------ Information shown ------

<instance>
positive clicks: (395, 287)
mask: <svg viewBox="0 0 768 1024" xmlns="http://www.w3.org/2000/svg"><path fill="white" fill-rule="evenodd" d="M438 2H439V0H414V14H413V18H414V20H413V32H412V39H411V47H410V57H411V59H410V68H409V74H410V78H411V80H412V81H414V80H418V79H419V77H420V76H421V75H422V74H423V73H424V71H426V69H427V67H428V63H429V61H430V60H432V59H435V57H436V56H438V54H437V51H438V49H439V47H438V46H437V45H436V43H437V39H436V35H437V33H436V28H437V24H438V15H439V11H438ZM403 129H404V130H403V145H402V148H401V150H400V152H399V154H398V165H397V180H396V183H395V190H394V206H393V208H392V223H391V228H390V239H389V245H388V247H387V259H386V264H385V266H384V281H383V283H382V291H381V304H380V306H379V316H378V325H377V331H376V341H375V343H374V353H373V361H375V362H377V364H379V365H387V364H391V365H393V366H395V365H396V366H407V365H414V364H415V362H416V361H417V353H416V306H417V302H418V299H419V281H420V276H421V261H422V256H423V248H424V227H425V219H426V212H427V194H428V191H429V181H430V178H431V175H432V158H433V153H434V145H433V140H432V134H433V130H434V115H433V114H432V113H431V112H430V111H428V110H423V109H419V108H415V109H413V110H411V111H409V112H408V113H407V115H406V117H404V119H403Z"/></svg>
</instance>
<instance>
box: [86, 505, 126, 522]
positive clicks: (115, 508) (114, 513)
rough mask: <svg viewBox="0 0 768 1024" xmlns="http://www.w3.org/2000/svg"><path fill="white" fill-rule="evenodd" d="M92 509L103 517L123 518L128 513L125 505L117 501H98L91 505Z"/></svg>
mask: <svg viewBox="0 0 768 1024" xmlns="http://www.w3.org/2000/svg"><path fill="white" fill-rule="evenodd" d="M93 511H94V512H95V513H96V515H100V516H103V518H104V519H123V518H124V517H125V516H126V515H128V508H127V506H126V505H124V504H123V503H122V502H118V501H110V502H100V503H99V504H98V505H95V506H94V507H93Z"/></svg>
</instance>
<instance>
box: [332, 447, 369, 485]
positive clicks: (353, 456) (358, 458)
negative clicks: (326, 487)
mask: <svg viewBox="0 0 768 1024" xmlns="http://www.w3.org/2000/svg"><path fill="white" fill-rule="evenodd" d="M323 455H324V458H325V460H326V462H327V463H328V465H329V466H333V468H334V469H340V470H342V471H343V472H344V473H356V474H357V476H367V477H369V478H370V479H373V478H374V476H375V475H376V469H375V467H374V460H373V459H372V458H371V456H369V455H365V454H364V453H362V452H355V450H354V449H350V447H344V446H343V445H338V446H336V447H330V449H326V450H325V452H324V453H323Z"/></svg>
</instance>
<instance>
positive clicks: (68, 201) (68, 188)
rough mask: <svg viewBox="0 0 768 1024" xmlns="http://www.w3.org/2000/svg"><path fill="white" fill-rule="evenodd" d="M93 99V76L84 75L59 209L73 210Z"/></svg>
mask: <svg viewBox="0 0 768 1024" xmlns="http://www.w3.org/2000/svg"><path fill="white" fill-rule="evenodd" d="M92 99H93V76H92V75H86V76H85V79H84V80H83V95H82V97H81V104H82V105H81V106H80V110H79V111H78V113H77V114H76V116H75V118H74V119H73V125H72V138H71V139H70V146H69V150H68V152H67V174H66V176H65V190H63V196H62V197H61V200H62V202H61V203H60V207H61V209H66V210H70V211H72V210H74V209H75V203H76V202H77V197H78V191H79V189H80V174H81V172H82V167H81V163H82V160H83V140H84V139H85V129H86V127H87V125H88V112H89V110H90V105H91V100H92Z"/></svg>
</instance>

------

Task item » Find every line of the data above that contains the word "rough", and copy each one.

Answer to the exercise »
rough mask: <svg viewBox="0 0 768 1024" xmlns="http://www.w3.org/2000/svg"><path fill="white" fill-rule="evenodd" d="M92 509L103 517L123 518L128 513L125 505L117 501H98L91 505Z"/></svg>
rough mask: <svg viewBox="0 0 768 1024" xmlns="http://www.w3.org/2000/svg"><path fill="white" fill-rule="evenodd" d="M93 99V76L84 75L59 209L73 210Z"/></svg>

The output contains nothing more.